= To do =
When a line below holds the string "swan", show that line.
..............................
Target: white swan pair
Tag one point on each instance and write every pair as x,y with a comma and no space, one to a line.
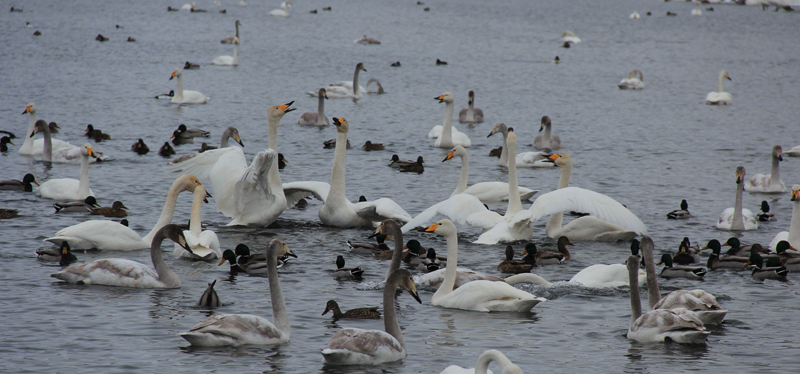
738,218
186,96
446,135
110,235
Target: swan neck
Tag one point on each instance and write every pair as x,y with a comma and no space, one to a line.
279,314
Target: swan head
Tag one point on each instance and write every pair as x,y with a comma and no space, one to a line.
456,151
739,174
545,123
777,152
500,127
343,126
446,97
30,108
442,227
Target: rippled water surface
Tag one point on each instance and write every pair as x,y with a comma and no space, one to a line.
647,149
..............................
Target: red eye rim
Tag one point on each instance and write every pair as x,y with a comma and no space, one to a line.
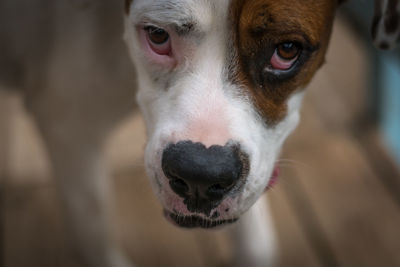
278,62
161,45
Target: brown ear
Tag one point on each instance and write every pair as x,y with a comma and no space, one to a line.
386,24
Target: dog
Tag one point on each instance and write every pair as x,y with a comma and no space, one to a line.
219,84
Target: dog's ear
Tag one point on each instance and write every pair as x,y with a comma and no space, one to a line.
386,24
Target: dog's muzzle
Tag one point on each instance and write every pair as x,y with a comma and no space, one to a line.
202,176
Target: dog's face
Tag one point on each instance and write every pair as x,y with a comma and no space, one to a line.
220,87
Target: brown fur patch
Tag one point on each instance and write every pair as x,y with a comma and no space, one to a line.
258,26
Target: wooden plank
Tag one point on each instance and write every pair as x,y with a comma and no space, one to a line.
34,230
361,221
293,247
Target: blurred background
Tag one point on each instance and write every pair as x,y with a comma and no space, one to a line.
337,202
..............................
= Answer for the task =
Target: white swan pair
Target: swan neck
Target: swan head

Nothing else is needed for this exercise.